## Material for the task
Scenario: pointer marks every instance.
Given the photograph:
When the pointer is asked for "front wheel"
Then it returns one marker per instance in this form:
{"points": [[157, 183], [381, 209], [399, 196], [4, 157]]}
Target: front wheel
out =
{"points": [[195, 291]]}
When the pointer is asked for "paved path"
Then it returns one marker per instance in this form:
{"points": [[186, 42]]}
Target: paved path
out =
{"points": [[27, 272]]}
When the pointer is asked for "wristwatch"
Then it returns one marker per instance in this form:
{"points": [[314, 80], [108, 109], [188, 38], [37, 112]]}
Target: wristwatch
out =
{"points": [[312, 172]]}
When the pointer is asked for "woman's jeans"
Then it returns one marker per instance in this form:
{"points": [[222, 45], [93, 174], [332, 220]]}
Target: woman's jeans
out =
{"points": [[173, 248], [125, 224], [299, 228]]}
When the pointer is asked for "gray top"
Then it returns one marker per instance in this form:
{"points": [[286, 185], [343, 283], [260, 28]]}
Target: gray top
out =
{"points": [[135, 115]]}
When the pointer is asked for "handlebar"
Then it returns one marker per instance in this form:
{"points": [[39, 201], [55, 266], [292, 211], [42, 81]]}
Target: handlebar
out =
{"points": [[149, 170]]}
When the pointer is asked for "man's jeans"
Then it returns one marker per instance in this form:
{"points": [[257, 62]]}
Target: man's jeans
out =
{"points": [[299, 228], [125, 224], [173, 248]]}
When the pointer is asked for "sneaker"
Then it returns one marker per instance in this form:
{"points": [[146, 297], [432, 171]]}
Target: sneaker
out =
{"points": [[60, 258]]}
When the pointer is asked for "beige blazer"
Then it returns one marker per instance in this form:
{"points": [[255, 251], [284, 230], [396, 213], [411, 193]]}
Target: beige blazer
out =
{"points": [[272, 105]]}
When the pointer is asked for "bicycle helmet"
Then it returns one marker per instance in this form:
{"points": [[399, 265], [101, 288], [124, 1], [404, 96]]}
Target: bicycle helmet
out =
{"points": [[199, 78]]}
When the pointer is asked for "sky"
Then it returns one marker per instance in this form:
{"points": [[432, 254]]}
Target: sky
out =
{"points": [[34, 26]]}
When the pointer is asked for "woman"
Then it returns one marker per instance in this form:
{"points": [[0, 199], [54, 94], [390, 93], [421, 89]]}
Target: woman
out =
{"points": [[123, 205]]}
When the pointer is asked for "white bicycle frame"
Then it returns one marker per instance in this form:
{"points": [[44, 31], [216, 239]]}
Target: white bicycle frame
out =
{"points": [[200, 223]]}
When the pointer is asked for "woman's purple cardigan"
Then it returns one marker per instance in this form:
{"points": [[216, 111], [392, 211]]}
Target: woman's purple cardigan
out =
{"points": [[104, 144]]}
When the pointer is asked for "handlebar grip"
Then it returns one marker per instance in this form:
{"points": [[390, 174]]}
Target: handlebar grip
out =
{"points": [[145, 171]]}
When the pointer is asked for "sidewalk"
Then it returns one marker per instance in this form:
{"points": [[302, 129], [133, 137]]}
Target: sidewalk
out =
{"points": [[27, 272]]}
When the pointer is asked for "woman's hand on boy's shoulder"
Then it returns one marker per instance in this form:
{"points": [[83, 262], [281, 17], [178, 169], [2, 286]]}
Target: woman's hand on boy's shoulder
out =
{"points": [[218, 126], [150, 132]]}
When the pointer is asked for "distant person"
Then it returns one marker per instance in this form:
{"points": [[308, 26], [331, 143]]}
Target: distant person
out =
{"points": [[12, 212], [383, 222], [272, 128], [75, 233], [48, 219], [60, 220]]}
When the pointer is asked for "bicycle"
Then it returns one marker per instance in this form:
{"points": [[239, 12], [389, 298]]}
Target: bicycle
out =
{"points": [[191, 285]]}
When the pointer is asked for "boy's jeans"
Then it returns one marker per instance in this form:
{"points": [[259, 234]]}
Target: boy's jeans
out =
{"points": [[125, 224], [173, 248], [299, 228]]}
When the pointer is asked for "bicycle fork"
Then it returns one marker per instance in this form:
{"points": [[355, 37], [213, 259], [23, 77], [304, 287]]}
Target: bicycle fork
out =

## Prompt
Recite the full listing above exactly.

## Exercise answer
Scenario: pointer marks every instance.
Given the photograph:
When the pointer is asked for "front wheel"
Then it returns one marker per instance in this form:
{"points": [[157, 183], [381, 209], [399, 196], [4, 157]]}
Target: front wheel
out =
{"points": [[195, 291]]}
When the pointer is asked for "paved path"
Then it returns one marker per instance in this form:
{"points": [[186, 42]]}
Target: paved path
out =
{"points": [[27, 272]]}
When the pointer is asked for "wristwatch"
Then it returns one marker per instance in this form:
{"points": [[314, 80], [108, 109], [188, 38], [37, 112]]}
Target: wristwatch
out =
{"points": [[312, 172]]}
When the pointer is asked for "woman's jeans"
Then it returns one marker per instance in this form:
{"points": [[222, 45], [93, 174], [332, 220]]}
Target: woman's jeans
out =
{"points": [[173, 248], [125, 224], [299, 228]]}
When the pointer is asked for "gray top"
Then it returns one marker per instance in this form:
{"points": [[286, 185], [343, 283], [260, 28]]}
Target: gray top
out =
{"points": [[135, 115]]}
When the pointer is asked for "handlebar"
Then it returns one marker per instance in this form:
{"points": [[39, 201], [55, 266], [292, 211], [42, 81]]}
Target: handlebar
out =
{"points": [[149, 170]]}
When the pointer is asked for "man's jeans"
Then it returns one marker per instance in this form:
{"points": [[257, 62]]}
Target: man's jeans
out =
{"points": [[299, 228], [125, 224], [173, 248]]}
When the pointer is asked for "sneaker"
Then it returns one marker per instance in this form:
{"points": [[146, 297], [432, 171]]}
Target: sneaker
out =
{"points": [[60, 258]]}
When the pointer is asked for "beige blazer"
Then it returns one marker per instance in this form:
{"points": [[255, 251], [284, 230], [396, 213], [411, 193]]}
Target: beige blazer
out =
{"points": [[272, 105]]}
When the pointer is asked for "bicycle helmet"
Then it returns one marker per instance in this form:
{"points": [[399, 265], [101, 288], [124, 1], [404, 96]]}
Target: bicycle helmet
out =
{"points": [[199, 78]]}
When the pointer is asked for "sky"
Then it returns one marker per instance in this form:
{"points": [[432, 254]]}
Target: sky
out =
{"points": [[34, 26]]}
When the pointer is asked for "woman"
Then it returns one marker per instance in this form:
{"points": [[0, 199], [54, 94], [390, 93], [421, 89]]}
Target: woman
out =
{"points": [[123, 205]]}
When the pointer is asked for "white bicycle frame"
Then it returns one marker per instance in this form:
{"points": [[44, 31], [216, 239]]}
Target: white bicycle frame
out =
{"points": [[200, 223]]}
When the pointer is asked for "woman's purple cardigan"
Then it returns one marker per instance in this form:
{"points": [[216, 111], [392, 211]]}
Target: woman's purple cardigan
out =
{"points": [[104, 144]]}
When the pointer is asked for "handlebar grip"
Then it returns one marker per instance in this form:
{"points": [[390, 174]]}
Target: handlebar grip
out =
{"points": [[145, 171]]}
When the pointer is asked for "sidewalk"
Then it returns one marker per instance in this form:
{"points": [[302, 129], [133, 137]]}
Target: sidewalk
out =
{"points": [[27, 272]]}
When the pointer is asked for "woman's hand on boy's shoulder"
Then it returns one marker per instance in this form:
{"points": [[83, 262], [281, 17], [178, 169], [2, 286]]}
Target: woman's hand on boy's shoulder
out =
{"points": [[218, 126], [150, 132]]}
When the pointer is asked for "distant person"
Then it returns one marker per instance in this form:
{"points": [[308, 26], [331, 143]]}
Target: distant person
out =
{"points": [[12, 212], [383, 222], [272, 128], [75, 233], [48, 219], [60, 220]]}
When the pointer is asked for "bicycle"
Then it returns one marker per instance in this form:
{"points": [[239, 12], [389, 298]]}
Target: bicycle
out =
{"points": [[191, 285]]}
When the pointer is asked for "boy's jeans"
Then it returns one marker per instance in this form:
{"points": [[259, 234]]}
Target: boy's jeans
out =
{"points": [[125, 224], [173, 248], [299, 228]]}
When the pointer is asked for "bicycle fork"
Then it returns one marker per instance in this form:
{"points": [[355, 37], [213, 259], [23, 77], [304, 287]]}
Target: bicycle fork
out =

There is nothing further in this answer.